Texte fourni:
----
Au fil des ans, quelques cabanons transformés pour certains en
villas, y trouvent refuge. Ceux des Mugnier, Simon, Salord, Espinosa,
Laffargue et Estève. (M. Salord, bijoutier à
Oran, revendra son cabanon à M. Freynet qui en fera le restaurant
bien connu " Villa Jeanne d'Arc ". M. Espinosa, gérant
de " La Boule d'argent " à Oran cédera le sien
aux Fernandez-Camallonga).
Le courant électrique n'arrivant pas encore jusque-là, chacun
s'éclairait en fonction de ses goûts et de ses possibilités
: éoliennes, batteries, lampes à carbure ou à pétrole
et parfois même simples bougies... Cette lumière parcimonieuse
et vacillante, qui nimbait les ombres de mystère, ajoutait encore
à la magie des longues soirées.
Fabriquer son électricité faisait partie des corvées
quotidiennes et le bruit des moteurs rechargeant les batteries avant la
veillée déchirait la quiétude du crépuscule.
Plus tard, dans les années 1955 une ligne téléphonique
fut tirée jusqu'à La Mine grâce à l'entregent
de Marc Freynet qui avait besoin de cette commodité pour la bonne
marche de son restaurant.
Malgré le nombre restreint de familles, l'endroit " grouillait
" d'enfants. Nous étions une bonne vingtaine à laquelle
venaient s'ajouter ceux qui accompagnaient leurs parents, séjournant
chez les " résidents ", comme Roland ou Gérard
Billaut, ou déjeunant à la " Villa Jeanne d'Arc ".
Nous formions une petite troupe toujours sous les armes et prête
à toutes les aventures. Des " francs- tireurs " de passage,
Guy Macia, Jean-Louis Cornuet, André-Paul Bonifacio..., venaient
parfois soutenir les unités régulières lors d'opérations
spéciales. Ces équipées enfantines donnent naissance
à une foule d'anecdotes que nous nous racontons avec gourmandise
lorsque nous nous rencontrons. Anecdotes qui paraissent ésotériques
au non-initié qui, par mégarde, s'aventure dans la conversation.
----
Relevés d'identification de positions
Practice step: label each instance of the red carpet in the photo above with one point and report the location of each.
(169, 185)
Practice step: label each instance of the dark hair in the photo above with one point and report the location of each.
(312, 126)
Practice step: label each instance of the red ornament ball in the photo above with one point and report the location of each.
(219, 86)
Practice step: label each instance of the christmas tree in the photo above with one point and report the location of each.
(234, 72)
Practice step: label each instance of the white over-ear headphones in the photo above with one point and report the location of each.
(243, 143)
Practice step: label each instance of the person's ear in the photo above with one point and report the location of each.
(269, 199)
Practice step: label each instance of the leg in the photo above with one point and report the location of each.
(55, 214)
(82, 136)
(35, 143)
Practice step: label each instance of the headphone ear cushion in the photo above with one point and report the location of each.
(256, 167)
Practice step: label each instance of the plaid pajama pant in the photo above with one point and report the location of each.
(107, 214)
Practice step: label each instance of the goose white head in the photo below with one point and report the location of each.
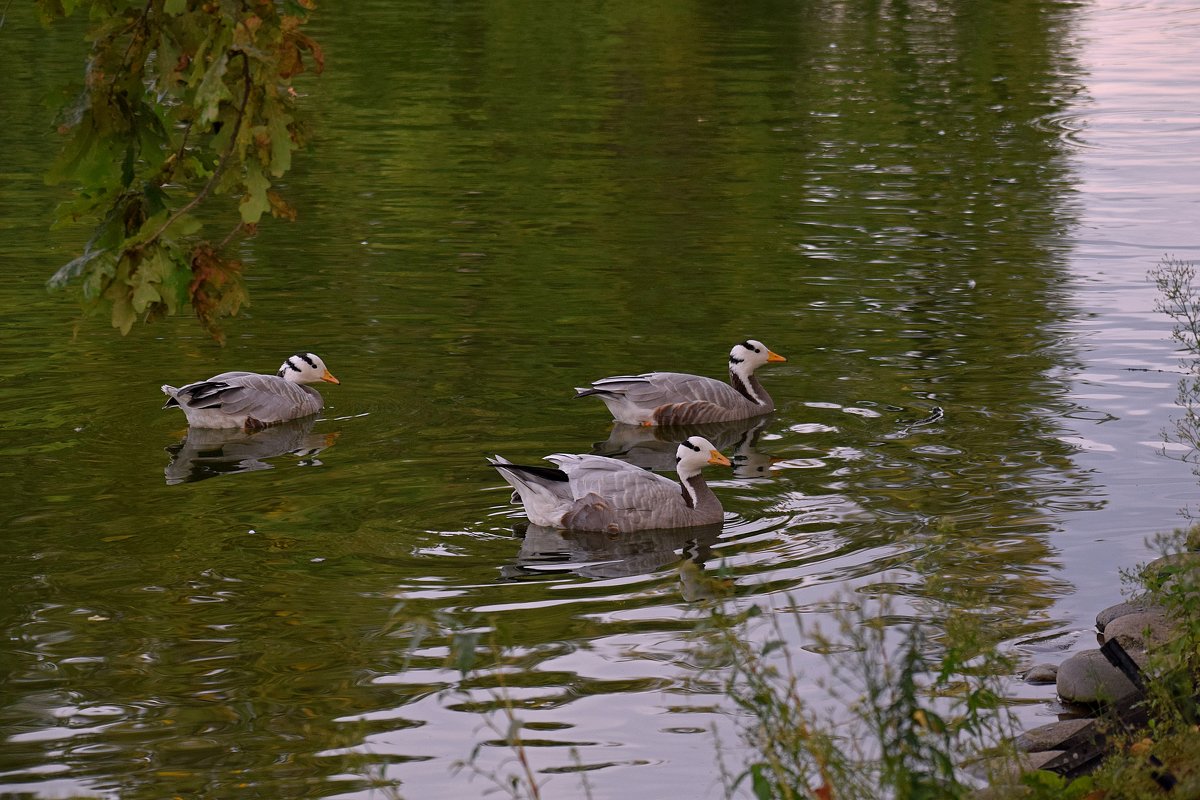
(695, 452)
(749, 355)
(305, 368)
----
Exercices:
[A] Répondez aux questions suivantes d'après le texte fourni :
(i) À qui M. Salord revendit-il son cabanon ?
(ii) À quelle période une ligne téléphonique fut-elle tirée jusqu'à La Mine ?
(iii) Combien d'enfants environ formaient la troupe évoquée par le texte ?
[B] Reproduisez, consignes comprises, la partie du listing allant de la ligne contenant « Practice step: label each instance of the leg » jusqu'à la fin du listing incluse, en ajoutant 15 à chacune des coordonnées figurant dans les réponses. N'y faites pas figurer les images.

Corrigés détaillés:
[A]
(i) À M. Freynet, qui en fit le restaurant « Villa Jeanne d'Arc ».
(ii) Dans les années 1955.
(iii) Une bonne vingtaine.

[B]
Practice step: label each instance of the leg in the photo above with one point and report the location of each.
(70, 229)
(97, 151)
(50, 158)
Practice step: label each instance of the headphone ear cushion in the photo above with one point and report the location of each.
(271, 182)
Practice step: label each instance of the plaid pajama pant in the photo above with one point and report the location of each.
(122, 229)
Practice step: label each instance of the goose white head in the photo below with one point and report the location of each.
(710, 467)
(764, 370)
(320, 383)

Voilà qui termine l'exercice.